Material supplied:
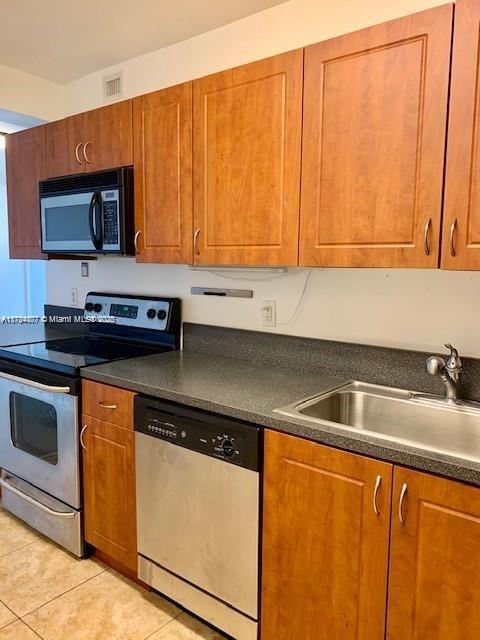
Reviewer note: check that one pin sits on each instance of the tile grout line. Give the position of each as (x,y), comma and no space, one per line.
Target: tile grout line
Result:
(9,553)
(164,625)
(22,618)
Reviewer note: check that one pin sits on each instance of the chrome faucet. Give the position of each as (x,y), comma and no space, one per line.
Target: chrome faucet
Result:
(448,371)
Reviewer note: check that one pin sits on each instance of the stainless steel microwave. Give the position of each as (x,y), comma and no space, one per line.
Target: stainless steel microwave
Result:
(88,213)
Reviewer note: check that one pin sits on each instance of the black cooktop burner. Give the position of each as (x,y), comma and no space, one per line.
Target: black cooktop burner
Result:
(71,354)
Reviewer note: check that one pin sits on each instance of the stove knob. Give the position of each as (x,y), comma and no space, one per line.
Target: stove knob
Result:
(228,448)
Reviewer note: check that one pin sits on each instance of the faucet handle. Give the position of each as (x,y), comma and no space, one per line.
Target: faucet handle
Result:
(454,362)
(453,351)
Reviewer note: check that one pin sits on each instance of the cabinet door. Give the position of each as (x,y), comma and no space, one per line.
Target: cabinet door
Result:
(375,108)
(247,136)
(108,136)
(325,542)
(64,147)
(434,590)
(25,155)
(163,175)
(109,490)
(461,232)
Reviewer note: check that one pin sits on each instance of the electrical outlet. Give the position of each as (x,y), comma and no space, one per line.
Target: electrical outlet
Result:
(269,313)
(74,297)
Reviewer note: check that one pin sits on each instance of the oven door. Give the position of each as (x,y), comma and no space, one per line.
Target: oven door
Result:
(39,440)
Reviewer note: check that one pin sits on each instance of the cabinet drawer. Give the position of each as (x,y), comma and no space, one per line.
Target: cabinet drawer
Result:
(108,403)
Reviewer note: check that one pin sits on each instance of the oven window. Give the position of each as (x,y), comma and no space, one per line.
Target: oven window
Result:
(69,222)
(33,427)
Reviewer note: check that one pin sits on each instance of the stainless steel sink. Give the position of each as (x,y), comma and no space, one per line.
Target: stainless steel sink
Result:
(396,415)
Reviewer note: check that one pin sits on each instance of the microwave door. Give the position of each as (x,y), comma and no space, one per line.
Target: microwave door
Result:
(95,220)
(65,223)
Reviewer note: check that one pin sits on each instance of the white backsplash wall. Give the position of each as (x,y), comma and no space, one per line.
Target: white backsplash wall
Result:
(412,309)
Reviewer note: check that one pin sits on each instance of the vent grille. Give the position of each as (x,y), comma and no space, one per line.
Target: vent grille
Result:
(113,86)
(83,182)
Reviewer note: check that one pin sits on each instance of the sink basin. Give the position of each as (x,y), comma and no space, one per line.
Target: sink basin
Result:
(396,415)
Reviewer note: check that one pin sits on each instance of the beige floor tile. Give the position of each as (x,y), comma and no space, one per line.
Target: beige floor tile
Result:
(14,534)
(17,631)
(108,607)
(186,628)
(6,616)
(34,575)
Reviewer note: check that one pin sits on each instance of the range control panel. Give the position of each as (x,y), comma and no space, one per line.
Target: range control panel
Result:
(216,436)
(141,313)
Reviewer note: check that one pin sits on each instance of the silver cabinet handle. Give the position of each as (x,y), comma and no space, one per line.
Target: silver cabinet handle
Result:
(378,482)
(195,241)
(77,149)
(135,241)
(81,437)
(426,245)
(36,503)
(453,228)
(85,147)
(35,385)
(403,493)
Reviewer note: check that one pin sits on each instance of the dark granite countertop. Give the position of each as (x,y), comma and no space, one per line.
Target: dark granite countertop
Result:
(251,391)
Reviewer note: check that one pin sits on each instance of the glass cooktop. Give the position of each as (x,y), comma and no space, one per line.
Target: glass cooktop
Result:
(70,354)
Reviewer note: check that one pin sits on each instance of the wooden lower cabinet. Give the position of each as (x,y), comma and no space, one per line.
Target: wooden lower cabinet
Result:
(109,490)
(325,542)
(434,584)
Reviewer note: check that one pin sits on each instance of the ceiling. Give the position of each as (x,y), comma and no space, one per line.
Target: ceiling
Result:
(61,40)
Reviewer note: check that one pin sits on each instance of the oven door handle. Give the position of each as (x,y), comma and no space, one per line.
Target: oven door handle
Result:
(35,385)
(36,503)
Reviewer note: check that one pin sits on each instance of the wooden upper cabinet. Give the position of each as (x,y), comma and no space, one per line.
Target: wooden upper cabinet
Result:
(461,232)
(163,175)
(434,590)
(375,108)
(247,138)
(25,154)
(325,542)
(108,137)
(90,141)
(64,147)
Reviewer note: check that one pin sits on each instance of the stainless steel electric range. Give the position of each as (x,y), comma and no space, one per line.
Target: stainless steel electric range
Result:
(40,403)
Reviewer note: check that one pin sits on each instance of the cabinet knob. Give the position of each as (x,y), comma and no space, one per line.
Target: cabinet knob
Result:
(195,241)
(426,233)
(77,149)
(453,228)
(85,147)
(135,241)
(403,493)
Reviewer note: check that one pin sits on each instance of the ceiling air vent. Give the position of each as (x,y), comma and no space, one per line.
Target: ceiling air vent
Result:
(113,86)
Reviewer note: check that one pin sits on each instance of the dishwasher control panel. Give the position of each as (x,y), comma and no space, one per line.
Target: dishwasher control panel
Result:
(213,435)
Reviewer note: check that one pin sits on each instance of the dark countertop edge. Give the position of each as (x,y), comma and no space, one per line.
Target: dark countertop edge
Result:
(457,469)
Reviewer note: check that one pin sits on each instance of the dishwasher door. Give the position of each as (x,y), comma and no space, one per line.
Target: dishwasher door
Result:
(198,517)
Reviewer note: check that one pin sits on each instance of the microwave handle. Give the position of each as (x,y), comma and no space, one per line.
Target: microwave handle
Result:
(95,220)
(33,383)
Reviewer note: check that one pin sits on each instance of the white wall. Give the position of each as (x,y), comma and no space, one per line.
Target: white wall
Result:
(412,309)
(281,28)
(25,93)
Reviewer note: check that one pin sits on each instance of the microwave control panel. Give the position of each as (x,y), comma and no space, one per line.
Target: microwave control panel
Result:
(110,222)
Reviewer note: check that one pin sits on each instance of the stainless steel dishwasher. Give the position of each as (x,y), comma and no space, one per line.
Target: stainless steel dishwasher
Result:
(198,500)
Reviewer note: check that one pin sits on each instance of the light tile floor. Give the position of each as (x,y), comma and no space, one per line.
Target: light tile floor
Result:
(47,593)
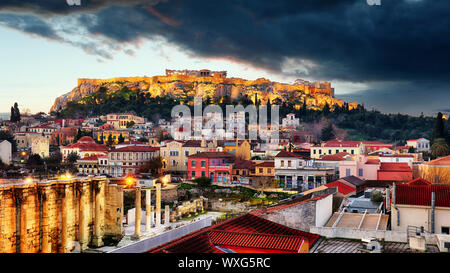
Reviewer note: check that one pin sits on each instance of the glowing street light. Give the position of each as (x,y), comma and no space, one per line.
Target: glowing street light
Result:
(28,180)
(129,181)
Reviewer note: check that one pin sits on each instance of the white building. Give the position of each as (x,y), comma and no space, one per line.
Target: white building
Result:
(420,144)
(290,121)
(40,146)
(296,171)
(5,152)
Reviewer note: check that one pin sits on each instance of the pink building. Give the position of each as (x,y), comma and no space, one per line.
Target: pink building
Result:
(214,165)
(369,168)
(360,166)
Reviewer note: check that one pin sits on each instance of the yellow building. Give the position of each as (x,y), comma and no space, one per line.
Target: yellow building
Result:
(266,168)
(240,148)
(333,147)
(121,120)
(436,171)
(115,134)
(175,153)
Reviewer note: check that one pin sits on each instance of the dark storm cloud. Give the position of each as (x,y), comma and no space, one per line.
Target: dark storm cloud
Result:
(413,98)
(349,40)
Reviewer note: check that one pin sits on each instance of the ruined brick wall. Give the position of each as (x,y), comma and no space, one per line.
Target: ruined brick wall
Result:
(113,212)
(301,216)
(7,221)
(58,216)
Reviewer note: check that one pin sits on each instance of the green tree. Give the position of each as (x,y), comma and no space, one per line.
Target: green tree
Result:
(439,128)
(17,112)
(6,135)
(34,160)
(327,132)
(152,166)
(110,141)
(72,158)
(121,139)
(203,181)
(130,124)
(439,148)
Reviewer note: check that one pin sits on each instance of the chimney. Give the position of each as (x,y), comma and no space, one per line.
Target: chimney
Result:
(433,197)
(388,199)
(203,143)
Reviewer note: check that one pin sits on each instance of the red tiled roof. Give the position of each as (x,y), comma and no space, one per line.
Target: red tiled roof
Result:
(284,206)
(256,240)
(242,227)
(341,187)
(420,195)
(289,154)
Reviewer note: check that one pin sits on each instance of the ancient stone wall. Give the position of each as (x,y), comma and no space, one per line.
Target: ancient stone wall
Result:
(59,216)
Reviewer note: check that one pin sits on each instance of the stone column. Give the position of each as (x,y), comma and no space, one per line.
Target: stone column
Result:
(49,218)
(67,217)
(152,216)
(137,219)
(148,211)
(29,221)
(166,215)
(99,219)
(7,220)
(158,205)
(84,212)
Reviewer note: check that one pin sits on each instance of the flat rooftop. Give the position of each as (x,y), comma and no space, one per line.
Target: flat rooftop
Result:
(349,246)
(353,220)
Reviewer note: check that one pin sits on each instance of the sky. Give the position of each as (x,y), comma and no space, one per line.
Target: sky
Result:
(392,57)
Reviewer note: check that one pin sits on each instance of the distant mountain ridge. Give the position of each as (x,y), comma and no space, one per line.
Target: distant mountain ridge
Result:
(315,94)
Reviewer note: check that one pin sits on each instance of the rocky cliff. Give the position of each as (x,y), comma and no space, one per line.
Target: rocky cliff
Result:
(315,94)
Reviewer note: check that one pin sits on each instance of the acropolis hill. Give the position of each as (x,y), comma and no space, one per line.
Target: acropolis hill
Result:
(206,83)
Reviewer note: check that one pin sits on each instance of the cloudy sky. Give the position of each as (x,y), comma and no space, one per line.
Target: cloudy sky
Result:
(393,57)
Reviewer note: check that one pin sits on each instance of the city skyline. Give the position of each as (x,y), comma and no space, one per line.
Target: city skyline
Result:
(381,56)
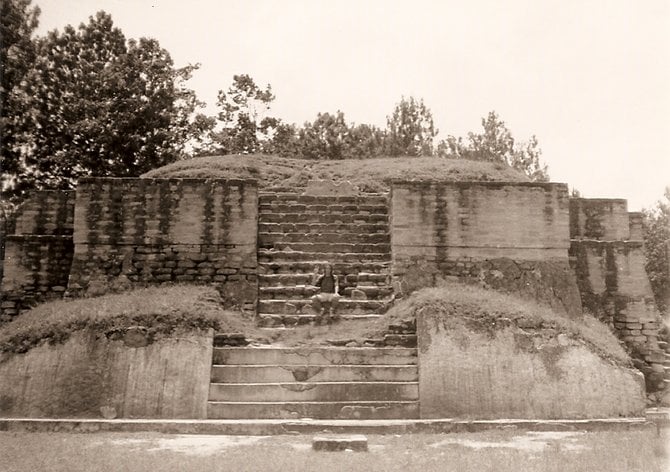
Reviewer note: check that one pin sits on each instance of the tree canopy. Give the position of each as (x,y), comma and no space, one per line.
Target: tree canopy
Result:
* * *
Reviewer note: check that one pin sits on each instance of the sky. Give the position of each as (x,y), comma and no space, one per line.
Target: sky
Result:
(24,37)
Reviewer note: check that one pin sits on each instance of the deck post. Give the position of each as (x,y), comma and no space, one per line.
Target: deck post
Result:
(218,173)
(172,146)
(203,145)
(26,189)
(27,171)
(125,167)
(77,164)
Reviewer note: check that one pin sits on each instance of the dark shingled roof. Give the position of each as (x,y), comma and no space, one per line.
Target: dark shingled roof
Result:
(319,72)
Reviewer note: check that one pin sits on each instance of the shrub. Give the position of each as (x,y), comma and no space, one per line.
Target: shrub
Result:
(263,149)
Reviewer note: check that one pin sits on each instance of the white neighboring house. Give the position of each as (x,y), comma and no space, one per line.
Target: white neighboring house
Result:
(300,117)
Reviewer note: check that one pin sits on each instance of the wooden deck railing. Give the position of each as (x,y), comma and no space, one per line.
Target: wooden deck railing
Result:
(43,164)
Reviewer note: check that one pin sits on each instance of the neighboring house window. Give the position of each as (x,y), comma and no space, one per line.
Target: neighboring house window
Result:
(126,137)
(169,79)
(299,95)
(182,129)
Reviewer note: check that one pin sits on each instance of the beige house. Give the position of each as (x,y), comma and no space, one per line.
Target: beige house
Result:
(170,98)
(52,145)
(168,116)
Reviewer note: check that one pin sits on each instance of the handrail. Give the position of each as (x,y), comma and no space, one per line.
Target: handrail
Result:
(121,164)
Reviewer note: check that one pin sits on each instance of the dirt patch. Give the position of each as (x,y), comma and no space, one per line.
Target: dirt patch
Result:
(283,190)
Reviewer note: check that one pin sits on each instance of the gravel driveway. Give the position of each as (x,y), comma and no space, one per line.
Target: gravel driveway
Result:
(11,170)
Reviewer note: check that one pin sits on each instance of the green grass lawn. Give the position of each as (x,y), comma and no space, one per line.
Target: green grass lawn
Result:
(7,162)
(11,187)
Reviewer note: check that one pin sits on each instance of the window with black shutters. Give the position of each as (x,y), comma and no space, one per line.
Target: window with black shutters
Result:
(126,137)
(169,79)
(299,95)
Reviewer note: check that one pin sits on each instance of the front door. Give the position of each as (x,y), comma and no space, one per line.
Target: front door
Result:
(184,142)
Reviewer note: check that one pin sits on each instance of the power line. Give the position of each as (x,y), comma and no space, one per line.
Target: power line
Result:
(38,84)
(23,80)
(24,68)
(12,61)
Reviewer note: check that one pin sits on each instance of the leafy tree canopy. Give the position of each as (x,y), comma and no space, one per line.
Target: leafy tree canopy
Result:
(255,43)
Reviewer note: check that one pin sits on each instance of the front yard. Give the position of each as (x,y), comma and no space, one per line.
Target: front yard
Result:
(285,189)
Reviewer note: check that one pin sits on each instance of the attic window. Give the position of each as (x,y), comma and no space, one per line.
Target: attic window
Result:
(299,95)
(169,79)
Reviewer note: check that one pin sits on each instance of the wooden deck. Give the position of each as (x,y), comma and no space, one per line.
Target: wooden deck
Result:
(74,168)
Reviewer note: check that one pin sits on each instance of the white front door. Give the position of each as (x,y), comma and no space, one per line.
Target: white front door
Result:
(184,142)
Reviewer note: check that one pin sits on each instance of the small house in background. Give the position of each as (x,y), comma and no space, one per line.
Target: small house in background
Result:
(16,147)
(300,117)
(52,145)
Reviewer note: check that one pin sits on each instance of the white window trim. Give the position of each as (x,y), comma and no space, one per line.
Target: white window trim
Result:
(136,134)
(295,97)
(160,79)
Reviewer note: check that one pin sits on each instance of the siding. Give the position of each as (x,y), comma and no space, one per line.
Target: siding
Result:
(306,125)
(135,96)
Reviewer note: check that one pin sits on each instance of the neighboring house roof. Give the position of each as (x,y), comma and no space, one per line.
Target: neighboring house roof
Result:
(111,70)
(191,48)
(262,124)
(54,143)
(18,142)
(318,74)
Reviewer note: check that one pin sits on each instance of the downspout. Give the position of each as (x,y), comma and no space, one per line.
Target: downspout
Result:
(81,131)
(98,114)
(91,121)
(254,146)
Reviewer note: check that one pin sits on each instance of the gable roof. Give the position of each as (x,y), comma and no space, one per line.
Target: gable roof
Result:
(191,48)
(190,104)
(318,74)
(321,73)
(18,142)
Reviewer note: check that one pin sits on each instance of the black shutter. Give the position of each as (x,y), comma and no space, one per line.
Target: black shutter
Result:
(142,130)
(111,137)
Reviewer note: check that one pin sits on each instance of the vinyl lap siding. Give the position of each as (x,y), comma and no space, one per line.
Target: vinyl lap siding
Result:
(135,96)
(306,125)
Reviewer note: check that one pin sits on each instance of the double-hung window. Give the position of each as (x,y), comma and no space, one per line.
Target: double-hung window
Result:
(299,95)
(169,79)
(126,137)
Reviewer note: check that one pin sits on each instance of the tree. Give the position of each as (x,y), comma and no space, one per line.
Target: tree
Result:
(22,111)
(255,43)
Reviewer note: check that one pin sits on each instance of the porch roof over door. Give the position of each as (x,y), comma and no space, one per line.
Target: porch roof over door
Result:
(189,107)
...
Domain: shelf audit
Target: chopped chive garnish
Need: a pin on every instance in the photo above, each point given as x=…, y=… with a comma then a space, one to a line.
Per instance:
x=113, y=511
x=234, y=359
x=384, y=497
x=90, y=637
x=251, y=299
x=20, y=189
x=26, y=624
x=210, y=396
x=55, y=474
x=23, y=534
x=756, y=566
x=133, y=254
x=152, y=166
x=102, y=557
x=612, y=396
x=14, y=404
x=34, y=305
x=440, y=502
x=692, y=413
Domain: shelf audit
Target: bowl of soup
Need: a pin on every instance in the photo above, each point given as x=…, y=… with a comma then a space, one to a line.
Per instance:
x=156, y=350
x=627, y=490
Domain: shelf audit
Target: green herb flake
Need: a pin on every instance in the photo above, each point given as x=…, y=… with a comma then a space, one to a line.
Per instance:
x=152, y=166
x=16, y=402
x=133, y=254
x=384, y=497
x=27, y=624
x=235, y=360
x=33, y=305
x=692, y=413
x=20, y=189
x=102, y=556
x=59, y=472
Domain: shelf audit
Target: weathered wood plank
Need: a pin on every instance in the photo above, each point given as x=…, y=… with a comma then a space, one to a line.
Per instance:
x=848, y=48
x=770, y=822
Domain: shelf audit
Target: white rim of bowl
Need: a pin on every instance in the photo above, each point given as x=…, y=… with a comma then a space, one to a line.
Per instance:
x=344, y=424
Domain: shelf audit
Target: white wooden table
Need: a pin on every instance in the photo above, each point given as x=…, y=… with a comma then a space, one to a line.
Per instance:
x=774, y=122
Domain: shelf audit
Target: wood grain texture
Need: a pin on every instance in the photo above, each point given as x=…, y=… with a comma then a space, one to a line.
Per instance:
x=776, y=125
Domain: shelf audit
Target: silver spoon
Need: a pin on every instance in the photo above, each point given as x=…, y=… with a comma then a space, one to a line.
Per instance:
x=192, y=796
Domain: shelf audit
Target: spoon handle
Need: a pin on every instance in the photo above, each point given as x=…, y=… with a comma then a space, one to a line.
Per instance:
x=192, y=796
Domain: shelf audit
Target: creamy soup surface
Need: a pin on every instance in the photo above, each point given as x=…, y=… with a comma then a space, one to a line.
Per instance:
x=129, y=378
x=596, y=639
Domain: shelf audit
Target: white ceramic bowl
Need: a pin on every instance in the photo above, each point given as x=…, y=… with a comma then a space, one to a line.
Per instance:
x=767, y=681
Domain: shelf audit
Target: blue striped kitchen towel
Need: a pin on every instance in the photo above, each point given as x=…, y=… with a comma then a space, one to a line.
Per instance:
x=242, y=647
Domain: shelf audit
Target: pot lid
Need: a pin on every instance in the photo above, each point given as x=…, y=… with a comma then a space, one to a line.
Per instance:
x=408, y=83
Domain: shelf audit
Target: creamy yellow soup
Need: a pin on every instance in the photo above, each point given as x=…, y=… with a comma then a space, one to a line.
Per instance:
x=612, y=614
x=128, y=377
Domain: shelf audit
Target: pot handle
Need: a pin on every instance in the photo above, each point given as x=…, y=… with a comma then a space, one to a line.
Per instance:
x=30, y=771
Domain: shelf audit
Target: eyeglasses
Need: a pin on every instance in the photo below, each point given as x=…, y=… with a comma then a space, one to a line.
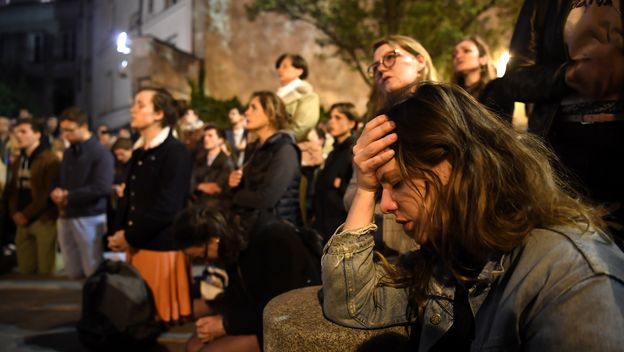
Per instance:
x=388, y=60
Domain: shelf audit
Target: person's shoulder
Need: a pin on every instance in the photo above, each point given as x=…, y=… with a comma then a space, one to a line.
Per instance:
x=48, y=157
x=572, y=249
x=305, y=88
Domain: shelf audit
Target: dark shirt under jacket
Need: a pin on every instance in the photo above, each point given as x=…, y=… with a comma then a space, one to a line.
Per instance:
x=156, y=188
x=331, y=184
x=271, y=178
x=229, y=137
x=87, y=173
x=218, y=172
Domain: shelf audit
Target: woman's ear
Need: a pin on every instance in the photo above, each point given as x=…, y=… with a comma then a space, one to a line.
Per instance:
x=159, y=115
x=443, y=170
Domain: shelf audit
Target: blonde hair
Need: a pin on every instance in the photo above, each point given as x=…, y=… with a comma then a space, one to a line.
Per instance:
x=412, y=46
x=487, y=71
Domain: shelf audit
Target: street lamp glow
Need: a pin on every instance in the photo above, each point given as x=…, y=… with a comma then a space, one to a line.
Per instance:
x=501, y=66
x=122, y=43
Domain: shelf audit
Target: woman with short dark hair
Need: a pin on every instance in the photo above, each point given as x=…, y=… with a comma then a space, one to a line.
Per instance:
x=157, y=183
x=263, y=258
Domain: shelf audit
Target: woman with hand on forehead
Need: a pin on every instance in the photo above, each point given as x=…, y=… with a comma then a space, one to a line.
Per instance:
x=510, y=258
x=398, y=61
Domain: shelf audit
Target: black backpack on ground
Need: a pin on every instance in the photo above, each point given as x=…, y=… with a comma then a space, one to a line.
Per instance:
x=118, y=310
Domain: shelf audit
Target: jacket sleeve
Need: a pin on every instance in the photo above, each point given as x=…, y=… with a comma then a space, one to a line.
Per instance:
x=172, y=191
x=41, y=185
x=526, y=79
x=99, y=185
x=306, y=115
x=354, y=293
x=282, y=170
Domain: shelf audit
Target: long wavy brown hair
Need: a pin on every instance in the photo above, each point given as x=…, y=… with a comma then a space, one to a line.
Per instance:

What is required: Pull every line that holds the string "basin" out of the records.

Solution:
Reviewer note: check that one pin sits on each instance of the sink basin. Give the position of each as (x,y), comma and no space, one per line.
Target: sink basin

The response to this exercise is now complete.